PEDIDO ESCRITO 1
Extraia da listagem todas as linhas que contêm a palavra "area". Diferencie maiúsculas de minúsculas.

TRECHO DE ORIGEM
▼▼▼

No final do livro, você assinala um novo regime de “marginalidade avançada” que transcende tanto o gueto como o antigueto, e que marca uma nova etapa na história da pobreza urbana.


Efetivamente, eu argumento naquela parte do livro que existe um novo tipo de pobreza, diferente da miséria que conhecíamos na era fordista-keynesiana, era da expansão do crescimento industrial e do Welfare State, entre 1945 e 1975. Em primeiro lugar, a pobreza agora é produto, não só da falta de trabalho, mas da abundância de trabalho ocasional, inseguro, mal pago, o que nos faz perceber que não haverá solução apenas com o aumento de emprego. Em segundo lugar, a pobreza urbana concentrou-se em territórios que estão “desconectados” das economias nacionais. Isto é, pioram nos momentos de recessão econômica, mas não melhoram nos períodos de reativação, porque os benefícios que são obtidos pelos setores com alta qualificação e salários altos não são alcançados pelos setores mais baixos da escala. Em terceiro lugar, enquanto esses últimos permanecem desempregados ou empregados em condições indignas, perdem o sentido do bem comum e os laços afetivos com o lugar onde vivem. Finalmente, esses “párias urbanos” não possuem uma linguagem coletiva para articular suas experiências e reivindicações. Esse fato agrava seu desamparo. Antes dizíamos, “trabalhadores”, e englobávamos uma grande maioria dos habitantes dos bairros pobres. Hoje só temos definições negativas: os sem emprego, os sem teto, os sem documento. Isso mostra a falta de categorias para descrever esses grupos e construir um discurso que sirva de veículo para suas reivindicações. Eu estou chamando esse regime de “marginalidade avançada” porque ela não é expressão de atraso: floresce paralelamente aos mais avançados setores da economia.

▲▲▲

TRECHOS DA LISTAGEM
▼▼▼

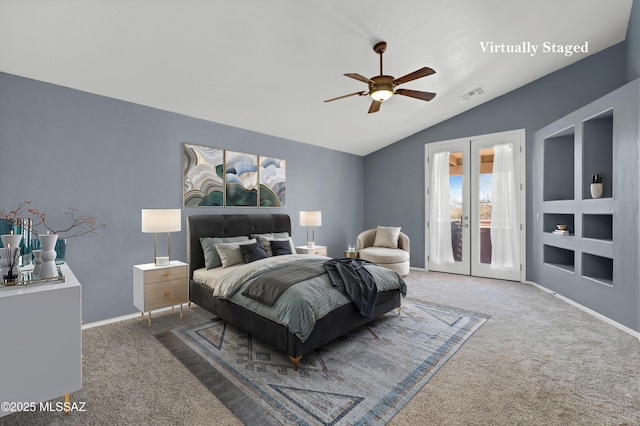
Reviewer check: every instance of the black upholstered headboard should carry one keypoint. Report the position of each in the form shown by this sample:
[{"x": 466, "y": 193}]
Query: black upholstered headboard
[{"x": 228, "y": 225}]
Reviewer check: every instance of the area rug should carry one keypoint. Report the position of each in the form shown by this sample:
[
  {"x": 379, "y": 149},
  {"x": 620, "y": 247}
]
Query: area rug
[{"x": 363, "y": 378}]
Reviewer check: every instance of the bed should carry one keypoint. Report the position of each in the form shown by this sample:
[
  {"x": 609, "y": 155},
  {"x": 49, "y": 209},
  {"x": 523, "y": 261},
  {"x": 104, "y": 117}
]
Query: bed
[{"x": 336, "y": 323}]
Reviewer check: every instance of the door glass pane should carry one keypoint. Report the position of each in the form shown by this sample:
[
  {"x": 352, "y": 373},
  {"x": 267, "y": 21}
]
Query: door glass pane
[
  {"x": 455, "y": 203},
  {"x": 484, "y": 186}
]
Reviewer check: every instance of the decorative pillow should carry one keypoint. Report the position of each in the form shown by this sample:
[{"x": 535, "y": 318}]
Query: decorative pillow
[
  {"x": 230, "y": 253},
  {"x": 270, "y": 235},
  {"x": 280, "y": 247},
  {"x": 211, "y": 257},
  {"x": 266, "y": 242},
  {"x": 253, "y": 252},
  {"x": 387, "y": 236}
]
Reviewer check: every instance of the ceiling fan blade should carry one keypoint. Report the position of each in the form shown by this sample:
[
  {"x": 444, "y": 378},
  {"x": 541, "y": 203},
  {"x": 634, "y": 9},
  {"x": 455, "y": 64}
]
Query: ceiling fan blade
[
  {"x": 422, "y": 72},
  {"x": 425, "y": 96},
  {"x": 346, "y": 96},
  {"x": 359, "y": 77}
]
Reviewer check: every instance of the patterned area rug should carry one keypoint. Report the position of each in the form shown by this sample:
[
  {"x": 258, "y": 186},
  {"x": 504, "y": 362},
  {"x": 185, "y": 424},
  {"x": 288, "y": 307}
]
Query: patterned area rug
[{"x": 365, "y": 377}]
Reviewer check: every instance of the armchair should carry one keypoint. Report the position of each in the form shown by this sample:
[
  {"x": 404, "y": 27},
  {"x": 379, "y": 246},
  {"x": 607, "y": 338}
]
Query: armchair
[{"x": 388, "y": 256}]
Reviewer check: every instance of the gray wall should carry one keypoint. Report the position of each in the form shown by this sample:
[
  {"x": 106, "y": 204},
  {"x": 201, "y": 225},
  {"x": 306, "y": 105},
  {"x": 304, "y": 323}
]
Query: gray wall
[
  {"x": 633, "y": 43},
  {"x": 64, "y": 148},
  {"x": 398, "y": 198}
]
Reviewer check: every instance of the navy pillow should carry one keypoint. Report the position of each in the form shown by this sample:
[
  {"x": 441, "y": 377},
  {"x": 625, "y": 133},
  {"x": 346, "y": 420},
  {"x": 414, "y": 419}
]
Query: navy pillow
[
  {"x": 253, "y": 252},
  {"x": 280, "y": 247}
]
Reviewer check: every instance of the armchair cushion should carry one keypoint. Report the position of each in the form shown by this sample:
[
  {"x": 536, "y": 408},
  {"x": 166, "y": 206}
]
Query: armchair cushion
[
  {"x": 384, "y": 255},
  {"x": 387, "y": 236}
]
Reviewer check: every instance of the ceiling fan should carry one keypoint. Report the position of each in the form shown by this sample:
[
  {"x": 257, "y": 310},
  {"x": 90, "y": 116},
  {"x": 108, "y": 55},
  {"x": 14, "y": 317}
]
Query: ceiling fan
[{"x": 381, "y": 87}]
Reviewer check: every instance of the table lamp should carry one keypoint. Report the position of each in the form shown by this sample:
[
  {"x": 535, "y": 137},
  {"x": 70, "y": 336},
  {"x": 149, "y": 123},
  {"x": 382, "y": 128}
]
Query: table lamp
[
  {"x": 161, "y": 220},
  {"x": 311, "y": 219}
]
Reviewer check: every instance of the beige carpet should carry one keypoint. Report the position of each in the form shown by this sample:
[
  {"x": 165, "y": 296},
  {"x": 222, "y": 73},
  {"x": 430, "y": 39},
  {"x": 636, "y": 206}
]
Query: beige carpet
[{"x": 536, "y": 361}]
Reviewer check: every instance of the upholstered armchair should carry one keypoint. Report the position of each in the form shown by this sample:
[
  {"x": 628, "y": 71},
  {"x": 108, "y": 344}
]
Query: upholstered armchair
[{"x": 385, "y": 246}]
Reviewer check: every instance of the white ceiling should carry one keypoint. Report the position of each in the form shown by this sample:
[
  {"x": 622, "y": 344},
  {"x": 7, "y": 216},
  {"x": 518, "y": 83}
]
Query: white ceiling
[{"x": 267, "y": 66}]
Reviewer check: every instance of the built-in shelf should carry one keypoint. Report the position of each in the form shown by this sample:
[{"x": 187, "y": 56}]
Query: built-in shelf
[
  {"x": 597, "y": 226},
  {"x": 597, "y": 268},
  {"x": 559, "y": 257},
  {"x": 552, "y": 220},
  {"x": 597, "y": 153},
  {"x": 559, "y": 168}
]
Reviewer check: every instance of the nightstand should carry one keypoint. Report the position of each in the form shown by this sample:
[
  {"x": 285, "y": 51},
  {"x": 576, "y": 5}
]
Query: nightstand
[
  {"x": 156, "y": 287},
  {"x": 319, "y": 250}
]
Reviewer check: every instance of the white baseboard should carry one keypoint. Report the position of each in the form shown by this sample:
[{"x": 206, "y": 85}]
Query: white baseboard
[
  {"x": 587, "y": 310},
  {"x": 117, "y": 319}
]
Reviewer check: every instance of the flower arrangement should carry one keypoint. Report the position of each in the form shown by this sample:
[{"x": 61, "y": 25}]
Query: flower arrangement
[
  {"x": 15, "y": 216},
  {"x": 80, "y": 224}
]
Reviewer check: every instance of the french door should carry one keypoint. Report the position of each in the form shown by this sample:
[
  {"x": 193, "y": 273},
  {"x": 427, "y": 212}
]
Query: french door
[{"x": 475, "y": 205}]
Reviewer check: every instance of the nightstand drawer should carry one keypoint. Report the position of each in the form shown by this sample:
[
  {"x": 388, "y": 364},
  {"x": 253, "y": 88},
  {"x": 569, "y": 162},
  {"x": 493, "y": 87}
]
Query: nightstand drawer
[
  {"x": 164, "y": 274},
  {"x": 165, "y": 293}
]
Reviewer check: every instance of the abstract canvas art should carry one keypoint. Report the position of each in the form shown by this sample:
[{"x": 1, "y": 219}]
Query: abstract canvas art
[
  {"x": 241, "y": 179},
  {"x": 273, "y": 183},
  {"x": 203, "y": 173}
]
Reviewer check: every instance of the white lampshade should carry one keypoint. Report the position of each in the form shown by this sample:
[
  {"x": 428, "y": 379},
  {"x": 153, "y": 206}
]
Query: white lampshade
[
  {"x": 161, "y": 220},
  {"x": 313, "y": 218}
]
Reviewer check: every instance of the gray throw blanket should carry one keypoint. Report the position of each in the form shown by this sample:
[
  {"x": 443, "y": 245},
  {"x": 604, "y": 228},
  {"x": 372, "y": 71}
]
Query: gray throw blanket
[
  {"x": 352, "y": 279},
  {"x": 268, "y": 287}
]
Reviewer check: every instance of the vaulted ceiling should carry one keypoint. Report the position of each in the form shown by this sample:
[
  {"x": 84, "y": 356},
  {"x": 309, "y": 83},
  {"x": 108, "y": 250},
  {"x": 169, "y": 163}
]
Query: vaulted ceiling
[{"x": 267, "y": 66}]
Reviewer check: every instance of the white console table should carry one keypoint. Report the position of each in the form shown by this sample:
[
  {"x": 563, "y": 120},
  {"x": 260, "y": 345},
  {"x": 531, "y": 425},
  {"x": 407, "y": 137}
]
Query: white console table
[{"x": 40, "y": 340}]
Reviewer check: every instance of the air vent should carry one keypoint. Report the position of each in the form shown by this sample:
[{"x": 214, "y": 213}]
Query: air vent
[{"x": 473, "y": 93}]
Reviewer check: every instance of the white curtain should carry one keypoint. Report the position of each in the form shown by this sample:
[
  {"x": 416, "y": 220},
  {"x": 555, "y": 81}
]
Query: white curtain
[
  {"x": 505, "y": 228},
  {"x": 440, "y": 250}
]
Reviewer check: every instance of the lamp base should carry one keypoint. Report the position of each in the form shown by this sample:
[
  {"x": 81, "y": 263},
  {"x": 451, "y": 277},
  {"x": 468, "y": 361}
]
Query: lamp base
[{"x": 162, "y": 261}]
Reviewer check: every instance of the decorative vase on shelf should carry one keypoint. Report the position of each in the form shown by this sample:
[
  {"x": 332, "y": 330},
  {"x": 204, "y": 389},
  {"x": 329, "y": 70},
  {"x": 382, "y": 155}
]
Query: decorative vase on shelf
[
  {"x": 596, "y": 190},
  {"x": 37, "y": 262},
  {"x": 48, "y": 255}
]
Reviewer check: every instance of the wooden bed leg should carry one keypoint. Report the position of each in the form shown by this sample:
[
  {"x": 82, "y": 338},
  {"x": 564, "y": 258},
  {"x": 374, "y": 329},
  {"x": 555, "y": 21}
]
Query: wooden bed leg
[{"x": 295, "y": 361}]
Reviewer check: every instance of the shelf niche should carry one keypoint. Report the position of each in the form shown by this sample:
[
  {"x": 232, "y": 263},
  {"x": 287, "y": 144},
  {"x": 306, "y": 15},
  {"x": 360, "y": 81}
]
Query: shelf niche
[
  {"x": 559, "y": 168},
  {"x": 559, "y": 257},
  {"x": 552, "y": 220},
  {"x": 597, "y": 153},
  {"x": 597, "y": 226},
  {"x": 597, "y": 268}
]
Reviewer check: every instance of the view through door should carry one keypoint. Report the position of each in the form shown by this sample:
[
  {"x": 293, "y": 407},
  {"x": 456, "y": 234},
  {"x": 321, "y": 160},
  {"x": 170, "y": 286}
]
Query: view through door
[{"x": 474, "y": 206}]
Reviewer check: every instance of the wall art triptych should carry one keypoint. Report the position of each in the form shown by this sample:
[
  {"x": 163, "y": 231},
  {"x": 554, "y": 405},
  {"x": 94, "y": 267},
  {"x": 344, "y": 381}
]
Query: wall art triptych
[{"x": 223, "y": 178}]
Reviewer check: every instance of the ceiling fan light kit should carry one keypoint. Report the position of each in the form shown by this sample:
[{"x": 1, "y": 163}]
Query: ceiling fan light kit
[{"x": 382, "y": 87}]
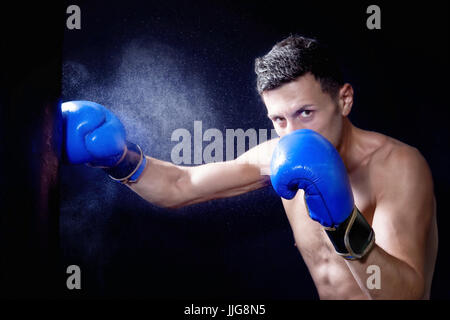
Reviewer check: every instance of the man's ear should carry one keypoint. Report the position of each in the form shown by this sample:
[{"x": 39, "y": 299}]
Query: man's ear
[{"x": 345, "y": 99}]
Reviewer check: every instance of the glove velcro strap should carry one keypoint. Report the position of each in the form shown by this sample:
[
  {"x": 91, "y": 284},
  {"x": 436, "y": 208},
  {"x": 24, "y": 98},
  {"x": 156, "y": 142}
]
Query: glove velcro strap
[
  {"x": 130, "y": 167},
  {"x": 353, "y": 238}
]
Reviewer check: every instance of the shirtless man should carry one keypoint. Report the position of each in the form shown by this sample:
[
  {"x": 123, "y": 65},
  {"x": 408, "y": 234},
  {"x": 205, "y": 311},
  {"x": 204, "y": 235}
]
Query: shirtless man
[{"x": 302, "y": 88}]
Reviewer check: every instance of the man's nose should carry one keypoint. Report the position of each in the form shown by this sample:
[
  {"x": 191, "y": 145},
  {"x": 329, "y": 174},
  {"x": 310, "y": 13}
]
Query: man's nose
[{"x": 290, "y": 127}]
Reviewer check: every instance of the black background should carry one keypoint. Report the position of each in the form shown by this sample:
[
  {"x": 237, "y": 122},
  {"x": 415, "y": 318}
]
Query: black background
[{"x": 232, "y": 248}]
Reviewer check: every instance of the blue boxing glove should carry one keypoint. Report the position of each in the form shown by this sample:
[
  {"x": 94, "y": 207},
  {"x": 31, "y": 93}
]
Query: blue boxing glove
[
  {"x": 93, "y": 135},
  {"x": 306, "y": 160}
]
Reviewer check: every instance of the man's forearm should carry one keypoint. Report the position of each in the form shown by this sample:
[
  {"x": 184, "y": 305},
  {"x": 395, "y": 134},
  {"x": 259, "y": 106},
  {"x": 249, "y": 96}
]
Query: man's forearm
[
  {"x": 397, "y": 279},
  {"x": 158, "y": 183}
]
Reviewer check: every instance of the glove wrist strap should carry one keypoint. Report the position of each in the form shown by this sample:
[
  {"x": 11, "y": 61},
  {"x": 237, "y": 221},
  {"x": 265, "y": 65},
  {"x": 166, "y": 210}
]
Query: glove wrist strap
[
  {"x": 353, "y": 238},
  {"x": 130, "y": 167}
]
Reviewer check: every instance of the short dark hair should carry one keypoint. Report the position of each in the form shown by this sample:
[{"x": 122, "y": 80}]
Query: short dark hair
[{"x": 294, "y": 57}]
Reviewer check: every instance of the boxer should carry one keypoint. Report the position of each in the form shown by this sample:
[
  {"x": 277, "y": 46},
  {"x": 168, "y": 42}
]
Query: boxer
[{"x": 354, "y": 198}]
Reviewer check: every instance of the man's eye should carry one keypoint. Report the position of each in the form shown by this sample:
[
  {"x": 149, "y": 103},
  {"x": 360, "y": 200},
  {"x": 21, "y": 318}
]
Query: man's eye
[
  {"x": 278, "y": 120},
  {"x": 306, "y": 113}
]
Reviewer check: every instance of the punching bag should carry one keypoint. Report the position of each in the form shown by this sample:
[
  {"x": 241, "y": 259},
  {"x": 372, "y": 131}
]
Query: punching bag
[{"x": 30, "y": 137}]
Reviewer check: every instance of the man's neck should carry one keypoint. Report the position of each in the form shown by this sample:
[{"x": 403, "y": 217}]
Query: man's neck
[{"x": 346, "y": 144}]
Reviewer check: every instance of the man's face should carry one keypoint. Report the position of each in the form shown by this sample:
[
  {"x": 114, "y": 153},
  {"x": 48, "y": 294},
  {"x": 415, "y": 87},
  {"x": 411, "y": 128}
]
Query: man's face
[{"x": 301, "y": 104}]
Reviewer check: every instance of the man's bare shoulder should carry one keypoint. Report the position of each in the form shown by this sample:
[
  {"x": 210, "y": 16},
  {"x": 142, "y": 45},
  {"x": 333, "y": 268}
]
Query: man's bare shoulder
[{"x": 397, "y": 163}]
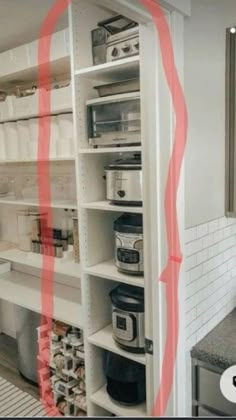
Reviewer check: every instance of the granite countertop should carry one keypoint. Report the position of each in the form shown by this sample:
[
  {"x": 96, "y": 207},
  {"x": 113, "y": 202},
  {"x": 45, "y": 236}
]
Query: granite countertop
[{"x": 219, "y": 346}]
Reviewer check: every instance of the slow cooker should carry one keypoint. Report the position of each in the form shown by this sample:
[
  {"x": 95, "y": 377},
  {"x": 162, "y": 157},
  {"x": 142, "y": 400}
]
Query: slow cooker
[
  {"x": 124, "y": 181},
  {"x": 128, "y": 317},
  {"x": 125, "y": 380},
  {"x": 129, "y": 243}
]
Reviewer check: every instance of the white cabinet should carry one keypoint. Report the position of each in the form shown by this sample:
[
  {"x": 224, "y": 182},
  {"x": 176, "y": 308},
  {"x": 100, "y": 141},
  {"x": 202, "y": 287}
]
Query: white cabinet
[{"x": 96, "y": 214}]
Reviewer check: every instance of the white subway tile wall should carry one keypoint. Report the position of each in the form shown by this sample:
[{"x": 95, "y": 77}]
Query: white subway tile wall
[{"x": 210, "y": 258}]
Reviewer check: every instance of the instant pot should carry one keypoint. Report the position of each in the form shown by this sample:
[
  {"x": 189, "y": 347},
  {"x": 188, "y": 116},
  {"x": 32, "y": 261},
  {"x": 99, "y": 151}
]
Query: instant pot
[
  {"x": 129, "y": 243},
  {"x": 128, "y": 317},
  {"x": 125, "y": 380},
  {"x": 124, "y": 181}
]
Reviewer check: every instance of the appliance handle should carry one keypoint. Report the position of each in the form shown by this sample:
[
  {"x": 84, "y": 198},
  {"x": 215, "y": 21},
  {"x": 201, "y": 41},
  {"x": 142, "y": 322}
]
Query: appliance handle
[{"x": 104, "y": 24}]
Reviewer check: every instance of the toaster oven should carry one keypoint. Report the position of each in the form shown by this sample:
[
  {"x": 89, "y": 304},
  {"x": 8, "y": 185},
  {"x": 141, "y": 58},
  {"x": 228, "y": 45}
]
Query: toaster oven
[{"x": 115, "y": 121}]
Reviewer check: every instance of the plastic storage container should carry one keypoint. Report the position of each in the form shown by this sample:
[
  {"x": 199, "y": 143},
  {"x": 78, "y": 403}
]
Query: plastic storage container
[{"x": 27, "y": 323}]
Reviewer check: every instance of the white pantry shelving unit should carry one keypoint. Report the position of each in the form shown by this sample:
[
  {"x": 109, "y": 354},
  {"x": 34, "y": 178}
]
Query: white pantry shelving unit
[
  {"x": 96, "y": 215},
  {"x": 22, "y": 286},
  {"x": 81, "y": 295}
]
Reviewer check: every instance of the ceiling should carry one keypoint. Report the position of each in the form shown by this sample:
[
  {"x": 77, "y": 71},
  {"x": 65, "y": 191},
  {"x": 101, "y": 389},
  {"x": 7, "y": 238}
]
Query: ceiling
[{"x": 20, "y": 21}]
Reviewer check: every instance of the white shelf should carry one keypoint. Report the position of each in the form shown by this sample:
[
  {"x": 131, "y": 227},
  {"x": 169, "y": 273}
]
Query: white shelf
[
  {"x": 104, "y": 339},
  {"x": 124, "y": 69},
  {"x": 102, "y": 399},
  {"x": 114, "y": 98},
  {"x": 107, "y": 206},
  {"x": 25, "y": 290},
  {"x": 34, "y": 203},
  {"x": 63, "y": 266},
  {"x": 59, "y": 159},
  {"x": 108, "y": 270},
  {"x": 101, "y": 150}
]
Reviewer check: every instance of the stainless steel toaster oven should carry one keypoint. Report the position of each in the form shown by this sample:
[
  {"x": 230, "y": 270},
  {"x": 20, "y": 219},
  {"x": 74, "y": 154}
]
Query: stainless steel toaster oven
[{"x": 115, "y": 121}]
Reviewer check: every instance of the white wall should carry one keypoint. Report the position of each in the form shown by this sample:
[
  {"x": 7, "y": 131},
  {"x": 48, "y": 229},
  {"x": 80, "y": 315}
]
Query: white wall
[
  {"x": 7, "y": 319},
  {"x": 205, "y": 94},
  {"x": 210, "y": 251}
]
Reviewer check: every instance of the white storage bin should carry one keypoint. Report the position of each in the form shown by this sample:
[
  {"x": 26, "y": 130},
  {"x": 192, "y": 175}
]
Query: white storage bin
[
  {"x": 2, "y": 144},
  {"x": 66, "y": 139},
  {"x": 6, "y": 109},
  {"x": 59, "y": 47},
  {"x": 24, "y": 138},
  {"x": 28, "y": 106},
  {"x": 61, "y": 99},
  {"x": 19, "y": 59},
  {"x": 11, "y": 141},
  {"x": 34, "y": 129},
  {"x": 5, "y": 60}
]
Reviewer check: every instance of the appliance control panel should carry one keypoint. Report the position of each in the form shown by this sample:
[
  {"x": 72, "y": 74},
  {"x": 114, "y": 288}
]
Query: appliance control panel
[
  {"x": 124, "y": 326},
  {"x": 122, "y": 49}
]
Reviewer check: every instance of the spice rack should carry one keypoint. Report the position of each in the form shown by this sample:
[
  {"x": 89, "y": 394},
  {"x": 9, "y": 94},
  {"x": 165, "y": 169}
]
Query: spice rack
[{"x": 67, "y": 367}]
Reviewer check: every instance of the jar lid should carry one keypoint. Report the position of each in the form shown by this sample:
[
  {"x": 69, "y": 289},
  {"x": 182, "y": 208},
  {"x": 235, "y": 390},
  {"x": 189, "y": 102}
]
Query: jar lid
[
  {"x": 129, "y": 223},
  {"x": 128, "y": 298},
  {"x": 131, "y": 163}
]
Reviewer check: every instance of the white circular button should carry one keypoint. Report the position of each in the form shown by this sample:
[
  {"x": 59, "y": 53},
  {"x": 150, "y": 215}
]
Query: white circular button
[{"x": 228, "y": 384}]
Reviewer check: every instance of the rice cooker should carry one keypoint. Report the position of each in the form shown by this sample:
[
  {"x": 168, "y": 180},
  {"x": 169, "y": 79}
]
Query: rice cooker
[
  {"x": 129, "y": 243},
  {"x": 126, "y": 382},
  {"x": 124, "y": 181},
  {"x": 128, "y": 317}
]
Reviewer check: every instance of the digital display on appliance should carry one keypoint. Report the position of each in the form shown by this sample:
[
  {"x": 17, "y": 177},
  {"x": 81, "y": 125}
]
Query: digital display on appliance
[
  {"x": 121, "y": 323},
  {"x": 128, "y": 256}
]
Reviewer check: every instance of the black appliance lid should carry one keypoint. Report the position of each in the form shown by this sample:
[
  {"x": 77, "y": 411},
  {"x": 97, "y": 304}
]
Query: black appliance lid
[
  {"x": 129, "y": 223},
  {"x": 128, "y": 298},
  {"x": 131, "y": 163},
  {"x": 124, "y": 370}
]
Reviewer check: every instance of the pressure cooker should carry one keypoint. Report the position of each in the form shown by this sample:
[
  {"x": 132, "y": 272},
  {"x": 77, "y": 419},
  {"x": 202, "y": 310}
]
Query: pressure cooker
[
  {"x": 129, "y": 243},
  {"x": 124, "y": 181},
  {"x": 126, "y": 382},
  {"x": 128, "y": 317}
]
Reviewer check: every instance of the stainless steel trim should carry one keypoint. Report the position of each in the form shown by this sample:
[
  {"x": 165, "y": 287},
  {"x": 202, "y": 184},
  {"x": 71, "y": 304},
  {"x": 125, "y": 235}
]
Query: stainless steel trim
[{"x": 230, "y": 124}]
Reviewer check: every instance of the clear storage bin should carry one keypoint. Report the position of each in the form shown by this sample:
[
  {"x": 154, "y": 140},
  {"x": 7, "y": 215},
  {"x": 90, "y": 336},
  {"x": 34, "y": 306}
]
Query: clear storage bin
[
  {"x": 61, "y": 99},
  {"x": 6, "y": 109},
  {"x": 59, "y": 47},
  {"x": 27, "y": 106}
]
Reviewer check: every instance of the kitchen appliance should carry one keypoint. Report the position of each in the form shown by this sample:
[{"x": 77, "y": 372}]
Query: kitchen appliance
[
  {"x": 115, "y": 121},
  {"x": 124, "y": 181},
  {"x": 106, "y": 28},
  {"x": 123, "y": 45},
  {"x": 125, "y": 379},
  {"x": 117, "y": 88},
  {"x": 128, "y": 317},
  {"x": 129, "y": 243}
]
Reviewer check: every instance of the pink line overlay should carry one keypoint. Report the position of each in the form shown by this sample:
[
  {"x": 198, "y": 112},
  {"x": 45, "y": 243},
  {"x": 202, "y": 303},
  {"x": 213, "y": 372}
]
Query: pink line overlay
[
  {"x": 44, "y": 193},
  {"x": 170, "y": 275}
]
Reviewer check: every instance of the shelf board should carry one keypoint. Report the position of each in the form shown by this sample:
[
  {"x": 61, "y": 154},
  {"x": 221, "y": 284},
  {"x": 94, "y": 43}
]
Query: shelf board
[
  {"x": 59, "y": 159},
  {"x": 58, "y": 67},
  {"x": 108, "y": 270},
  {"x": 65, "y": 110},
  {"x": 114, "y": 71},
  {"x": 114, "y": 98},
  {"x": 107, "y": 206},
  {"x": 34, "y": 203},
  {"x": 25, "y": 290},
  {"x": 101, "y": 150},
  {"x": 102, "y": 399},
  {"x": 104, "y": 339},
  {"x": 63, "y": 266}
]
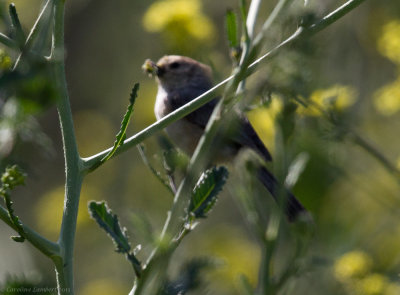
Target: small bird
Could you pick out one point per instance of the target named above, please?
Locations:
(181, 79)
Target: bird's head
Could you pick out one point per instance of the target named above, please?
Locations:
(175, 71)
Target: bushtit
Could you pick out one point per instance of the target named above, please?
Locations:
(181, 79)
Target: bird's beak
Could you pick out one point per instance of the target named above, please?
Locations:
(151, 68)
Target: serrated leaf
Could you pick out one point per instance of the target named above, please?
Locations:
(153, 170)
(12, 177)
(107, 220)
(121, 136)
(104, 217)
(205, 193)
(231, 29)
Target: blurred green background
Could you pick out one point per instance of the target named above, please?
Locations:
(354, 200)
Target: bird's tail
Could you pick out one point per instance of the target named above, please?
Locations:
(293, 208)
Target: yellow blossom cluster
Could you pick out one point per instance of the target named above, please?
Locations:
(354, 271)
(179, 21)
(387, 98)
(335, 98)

▲▲▲

PEDIDO ESCRITO 2
Redigite a passagem do trecho sobre a pobreza urbana que começa em "No final do" e vai até "da pobreza urbana.", incluindo essas palavras.

RESPOSTA 1
Reviewer check: every instance of the area rug should carry one keypoint. Report the position of each in the form shown by this sample:
Query: area rug
Reviewer check: every instance of the patterned area rug should carry one keypoint. Report the position of each in the form shown by this sample:
Query: patterned area rug

RESPOSTA 2
No final do livro, você assinala um novo regime de “marginalidade avançada” que transcende tanto o gueto como o antigueto, e que marca uma nova etapa na história da pobreza urbana.